> **Texto seleccionado**:
_ _ _ _ _ _ _

La carne cruda de la escritura
Carta a mi mujer
Pentti Saarikoski
Trad. Luisa Gutiérrez
Nórdica
120 páginas | 16,50 euros
Confieso mi ignorancia. No sabía nada de Pentti Saarikoski. Estos desconocimientos, que me avergüenzan, se alivian cada vez que leo un libro de Nórdica y descubro a Wassmo, Ambjørnsen, Liffner, Vilhjálmsson… Escritores daneses, suecos, noruegos o islandeses que me resultan fascinantes. Este ha sido el caso de Pentti Saarikoski, un escritor finlandés, celebérrimo en su país natal, traductor de los clásicos griegos y del Ulises de Joyce. El autor muere en 1983, a los 46 años, víctima de su alcoholismo. Esta Carta a mi mujer es una alucinada epístola en la que le cuenta a su esposa las cosas que hace, lo que siente, mientras pasa una temporada en Dublín: come —mal—, toma medicamentos, vomita, bebe ginebra, se pregunta si la escritura es un oficio, rememora sus anteriores matrimonios, echa de menos a su mujer —“Te necesito a ti (…) tu coño que respira”—, comenta el asesinato de Luther King, vuelve a mal comer…
Mientras leo me acuerdo de los supervivientes de un infarto que necesitan hablar por los codos, de escucharse a sí mismos, su propia voz, porque la palabra y su propia voz son lo que les conecta con la vida: “Hablé y hablé. Hay que escribir o hablar, no hay que pensar, cavilar, meditar, reflexionar, o te vuelves loco…” En esta carta oscura prevalece el vitalismo de un hombre que, más allá de sus pulsiones de autodestrucción, ama la sensualidad y la materia. Se aferra a ellas con una caligrafía que nada tiene que ver con los tics de la literatura interesante, sino con el relieve perturbador de una prosa escatológicamente poética, reiterativa, que busca a la esposa, pero que en realidad subraya la dimensión comunicativa de toda la escritura literaria. A dentelladas. Con una autenticidad que recuerda las contracturas y la fisicidad de los cuadros de Bacon. Con un lenguaje que no escamotea la palabra gruesa en la era del eufemismo. El escritor deja fluir sus emociones, su pensamiento, y entre el borrón se clava el filo de una frase tan exacta que disipa cualquier bruma. Es difícil separar la borrachera de la impostura de la borrachera. Es difícil separar la vida de su retórica y a Saarikoski de ese Joyce que se le viene a la mente en sus paseos por Dublín: “¿Qué fue lo que comió Bloom en este pub?” Las comidas de Bloom en Ulises son tan fundamentales como los comistrajos de Saarikoski en Carta a mi mujer.

_ _ _ _ _ _ _

(Registros de un conjunto de datos)
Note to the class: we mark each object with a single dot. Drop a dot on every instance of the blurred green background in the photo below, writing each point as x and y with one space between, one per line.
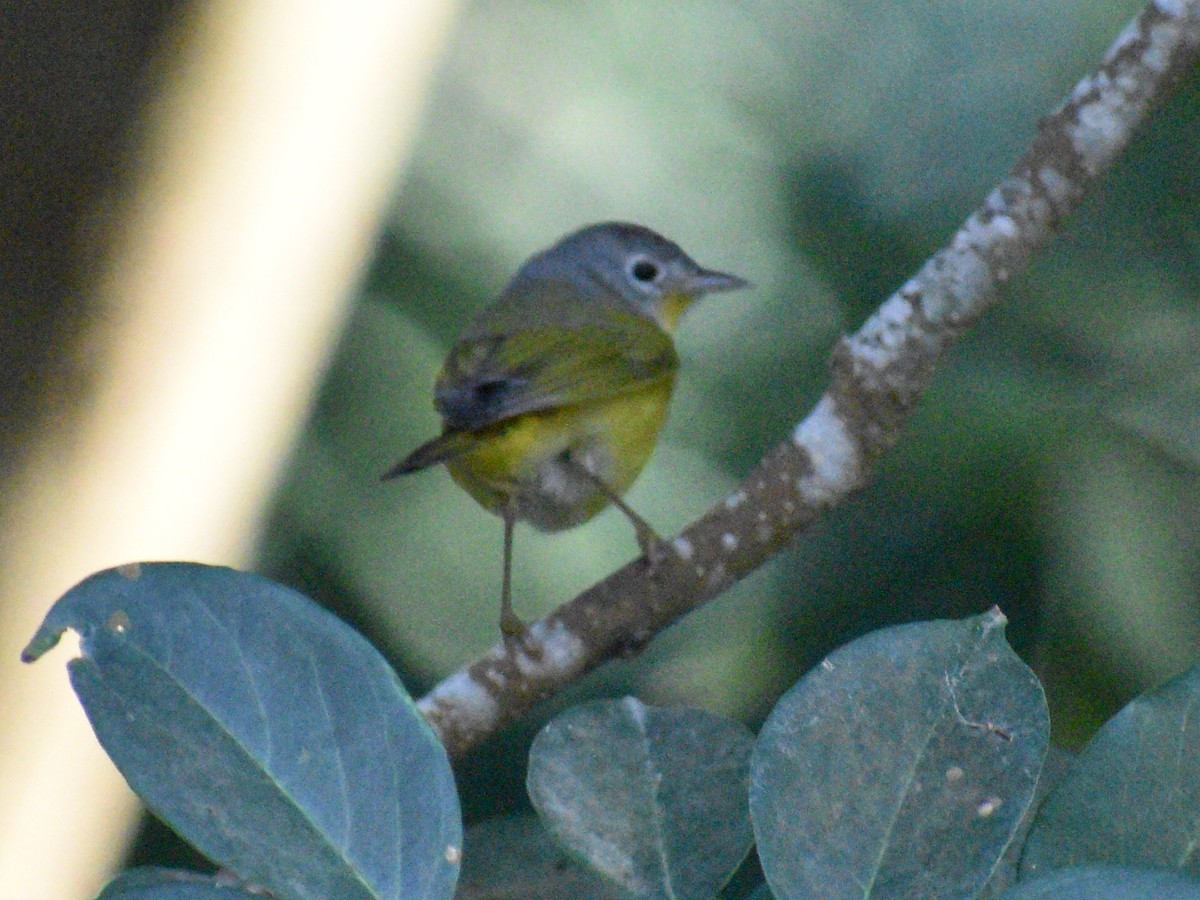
821 150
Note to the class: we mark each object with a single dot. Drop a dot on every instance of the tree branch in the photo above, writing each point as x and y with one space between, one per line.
877 377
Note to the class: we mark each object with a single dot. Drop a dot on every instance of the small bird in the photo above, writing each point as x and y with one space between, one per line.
553 397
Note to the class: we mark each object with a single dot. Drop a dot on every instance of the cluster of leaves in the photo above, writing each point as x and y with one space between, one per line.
907 763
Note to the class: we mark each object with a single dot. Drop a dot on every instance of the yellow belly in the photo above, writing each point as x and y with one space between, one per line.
531 462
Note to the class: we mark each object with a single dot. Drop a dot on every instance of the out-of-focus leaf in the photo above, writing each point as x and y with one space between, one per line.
653 798
1107 882
515 857
171 885
263 730
1132 796
900 766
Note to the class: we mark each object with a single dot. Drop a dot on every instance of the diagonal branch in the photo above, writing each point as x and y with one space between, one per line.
877 377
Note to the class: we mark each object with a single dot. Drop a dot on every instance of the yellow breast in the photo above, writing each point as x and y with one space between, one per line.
532 461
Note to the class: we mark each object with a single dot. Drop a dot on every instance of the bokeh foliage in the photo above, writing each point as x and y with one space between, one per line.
821 150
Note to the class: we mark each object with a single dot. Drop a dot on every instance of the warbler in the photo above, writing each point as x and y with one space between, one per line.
553 397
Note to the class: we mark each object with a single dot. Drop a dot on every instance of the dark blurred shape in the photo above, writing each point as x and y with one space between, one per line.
73 78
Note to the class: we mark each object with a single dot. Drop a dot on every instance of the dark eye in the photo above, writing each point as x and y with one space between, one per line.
643 270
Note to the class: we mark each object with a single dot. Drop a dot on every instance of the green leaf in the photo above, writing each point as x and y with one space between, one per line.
1132 796
263 730
1107 882
153 883
653 798
515 856
900 766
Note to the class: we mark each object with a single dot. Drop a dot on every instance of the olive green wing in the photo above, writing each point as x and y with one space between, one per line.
502 369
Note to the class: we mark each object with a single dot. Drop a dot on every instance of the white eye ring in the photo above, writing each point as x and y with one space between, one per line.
643 271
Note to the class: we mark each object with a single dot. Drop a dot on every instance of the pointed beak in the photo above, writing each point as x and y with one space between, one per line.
706 281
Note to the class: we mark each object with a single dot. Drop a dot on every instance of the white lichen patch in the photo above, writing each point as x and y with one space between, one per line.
882 336
468 700
683 549
559 649
832 451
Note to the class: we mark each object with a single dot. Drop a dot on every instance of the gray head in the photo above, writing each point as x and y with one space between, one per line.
643 268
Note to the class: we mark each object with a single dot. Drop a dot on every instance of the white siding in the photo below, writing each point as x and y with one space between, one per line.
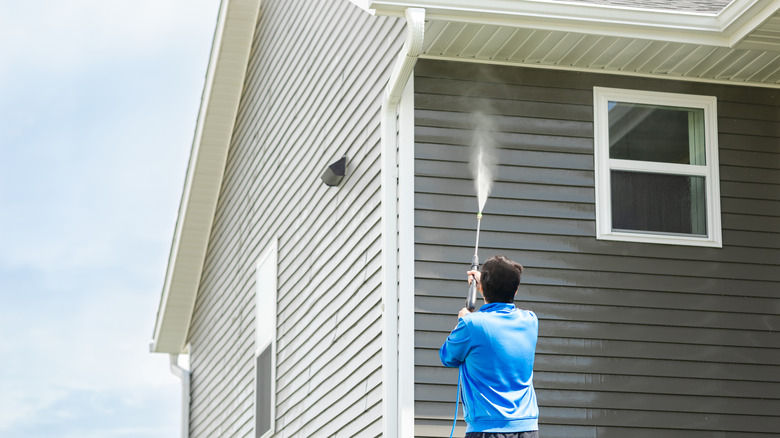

_ _ _ _ _ _ _

> **Detalles del ejercicio**:
Resume en forma de lista el párrafo de la reseña que empieza con «Confieso mi ignorancia», sin perder sus datos principales.

> **Resultado de la tarea**:
- Quien firma la reseña no conocía a Pentti Saarikoski. Los libros de Nórdica le han descubierto a escritores daneses, suecos, noruegos o islandeses, como Wassmo, Ambjørnsen, Liffner y Vilhjálmsson.
- Saarikoski fue un escritor finlandés muy célebre en su país. Tradujo los clásicos griegos y el Ulises de Joyce.
- Murió en 1983, a los 46 años, víctima de su alcoholismo.
- Carta a mi mujer es una epístola alucinada. En ella cuenta a su esposa lo que hace y siente durante una temporada en Dublín.
- En la carta come mal, toma medicamentos, vomita y bebe ginebra. También se pregunta si la escritura es un oficio, recuerda sus matrimonios anteriores, echa de menos a su mujer y comenta el asesinato de Luther King.